◆ Data entries:
* * *
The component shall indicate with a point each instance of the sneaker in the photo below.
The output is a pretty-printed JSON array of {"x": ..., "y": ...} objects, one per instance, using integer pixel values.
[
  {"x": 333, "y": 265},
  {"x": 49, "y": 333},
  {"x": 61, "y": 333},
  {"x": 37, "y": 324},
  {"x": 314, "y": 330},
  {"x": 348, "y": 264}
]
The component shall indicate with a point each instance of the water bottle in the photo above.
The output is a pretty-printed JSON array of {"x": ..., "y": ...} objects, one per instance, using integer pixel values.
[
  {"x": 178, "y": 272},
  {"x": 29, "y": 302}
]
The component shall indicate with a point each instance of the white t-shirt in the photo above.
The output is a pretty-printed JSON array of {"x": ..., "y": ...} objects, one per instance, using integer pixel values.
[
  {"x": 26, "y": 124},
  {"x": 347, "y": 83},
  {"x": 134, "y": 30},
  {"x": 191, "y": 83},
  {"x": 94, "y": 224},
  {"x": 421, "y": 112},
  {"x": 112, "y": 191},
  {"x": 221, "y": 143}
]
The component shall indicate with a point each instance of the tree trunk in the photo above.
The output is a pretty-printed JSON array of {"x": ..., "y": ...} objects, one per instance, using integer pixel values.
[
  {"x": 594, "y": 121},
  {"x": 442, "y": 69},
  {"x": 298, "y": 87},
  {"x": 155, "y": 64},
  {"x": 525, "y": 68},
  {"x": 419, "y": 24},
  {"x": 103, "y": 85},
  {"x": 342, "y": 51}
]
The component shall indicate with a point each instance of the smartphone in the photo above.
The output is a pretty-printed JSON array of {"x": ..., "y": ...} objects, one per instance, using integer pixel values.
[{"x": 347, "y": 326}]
* * *
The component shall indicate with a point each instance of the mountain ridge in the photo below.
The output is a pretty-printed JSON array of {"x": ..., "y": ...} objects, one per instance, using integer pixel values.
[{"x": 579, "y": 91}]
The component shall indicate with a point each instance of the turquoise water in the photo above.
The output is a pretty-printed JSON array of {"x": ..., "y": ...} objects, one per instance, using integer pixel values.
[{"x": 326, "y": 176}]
* * *
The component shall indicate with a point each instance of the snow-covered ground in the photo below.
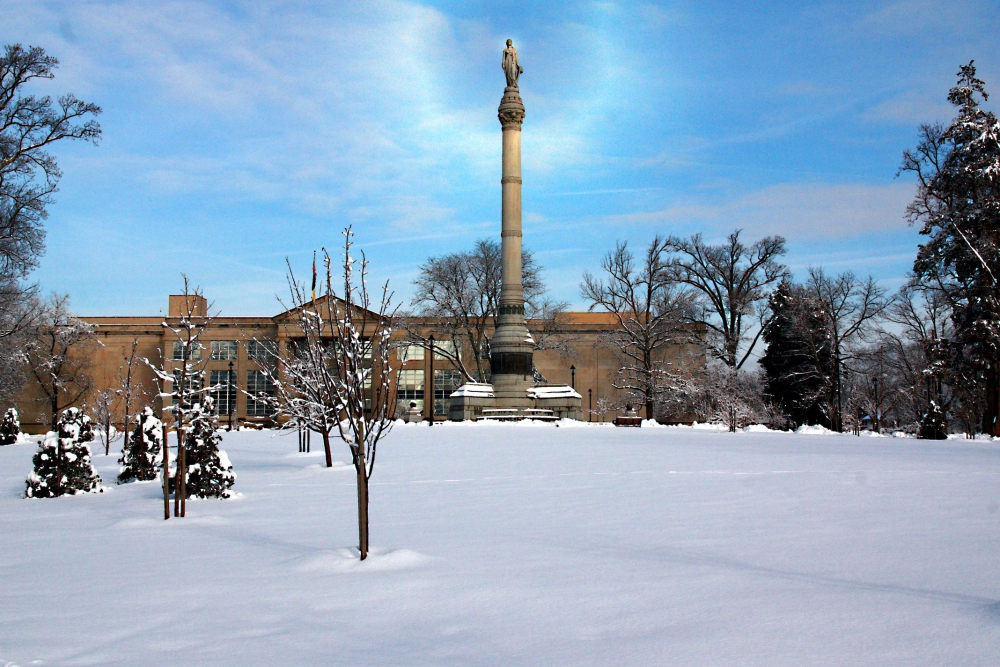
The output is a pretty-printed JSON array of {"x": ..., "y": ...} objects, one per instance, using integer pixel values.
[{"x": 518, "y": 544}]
* * *
◆ What you have to do: Find every line in the material above that contains the string "point" and copy each such line. Case counts.

◆ Solution below:
The component shall indicate with a point each instance of the sneaker in the photo below.
The component shall indicate with a point each instance of the water bottle in the photo above.
The component shall indicate with a point each instance of the white t-shirt in the photo above.
The component shall indicate with a point each instance of the tree trunk in the photo above.
The component shall indicate with a point each instance of the smartphone in the photo above.
The component shall indicate with a point each instance of the mountain ridge in the photo below.
The component shall indicate with a point each instance of the turquoise water in the photo above.
The component shall indicate with a point each instance of the snow-covered ground in the photo below.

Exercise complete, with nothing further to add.